Answer
$a)$ $\vec{u}\cdot\vec{v}=1$
$b)$ $\theta\approx86^{\circ}$
Work Step by Step
$\vec{u}=\vec{i}+3\vec{j}$ $,$ $\vec{v}=4\vec{i}-\vec{j}$
$a)$
To find $\vec{u}\cdot\vec{v}$, multiply corresponding components and add:
$\vec{u}\cdot\vec{v}=(1)(4)+(3)(-1)=4-3=1$
$b)$
The angle between two vectors is given by the following formula,
$$\theta=\cos^{-1}\dfrac{\vec{u}\cdot\vec{v}}{|\vec{u}||\vec{v}|}$$
where $\vec{u}\cdot\vec{v}$ is the dot product of $\vec{u}$ and $\vec{v}$, and $|\vec{u}|$ and $|\vec{v}|$ are the magnitudes of $\vec{u}$ and $\vec{v}$, respectively.
Find the magnitude of both $\vec{u}$ and $\vec{v}$:
$|\vec{u}|=\sqrt{1^{2}+3^{2}}=\sqrt{1+9}=\sqrt{10}$
$|\vec{v}|=\sqrt{4^{2}+(-1)^{2}}=\sqrt{16+1}=\sqrt{17}$
Substitute the known values into the formula and evaluate:
$\theta=\cos^{-1}\dfrac{1}{(\sqrt{10})(\sqrt{17})}=\cos^{-1}\dfrac{1}{\sqrt{170}}\approx86^{\circ}$

Labeled-object pointing entries:
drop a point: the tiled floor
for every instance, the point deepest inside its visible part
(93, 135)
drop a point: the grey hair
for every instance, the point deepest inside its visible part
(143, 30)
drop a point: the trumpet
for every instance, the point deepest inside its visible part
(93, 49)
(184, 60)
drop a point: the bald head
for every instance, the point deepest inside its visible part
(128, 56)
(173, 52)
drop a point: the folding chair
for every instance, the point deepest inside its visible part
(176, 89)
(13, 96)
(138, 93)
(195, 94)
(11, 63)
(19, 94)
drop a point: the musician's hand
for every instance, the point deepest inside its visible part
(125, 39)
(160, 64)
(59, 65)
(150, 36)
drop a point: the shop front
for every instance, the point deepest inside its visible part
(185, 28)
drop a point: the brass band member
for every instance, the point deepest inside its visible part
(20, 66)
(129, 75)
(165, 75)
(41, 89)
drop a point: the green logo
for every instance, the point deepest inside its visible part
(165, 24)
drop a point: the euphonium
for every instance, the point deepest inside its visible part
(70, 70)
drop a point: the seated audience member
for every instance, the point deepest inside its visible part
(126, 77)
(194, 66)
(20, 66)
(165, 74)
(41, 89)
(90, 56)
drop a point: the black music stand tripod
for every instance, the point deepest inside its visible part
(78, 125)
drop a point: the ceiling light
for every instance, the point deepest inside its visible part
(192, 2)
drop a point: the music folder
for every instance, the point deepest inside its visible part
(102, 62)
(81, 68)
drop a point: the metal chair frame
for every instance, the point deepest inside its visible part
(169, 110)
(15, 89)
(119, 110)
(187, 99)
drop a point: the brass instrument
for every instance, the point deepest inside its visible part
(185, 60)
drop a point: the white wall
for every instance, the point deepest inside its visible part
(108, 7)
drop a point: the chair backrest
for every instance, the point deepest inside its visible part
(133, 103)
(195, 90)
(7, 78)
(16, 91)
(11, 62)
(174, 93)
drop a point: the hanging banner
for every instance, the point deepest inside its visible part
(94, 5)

* Do this *
Answer these questions using the worked solution on the vectors u and v.
1. What value does the worked solution give for the dot product of u and v?
2. What magnitude does it find for v?
3. About how large is the angle between the two vectors, according to the worked solution?

* Response to the task *
1. 1
2. √17
3. About 86°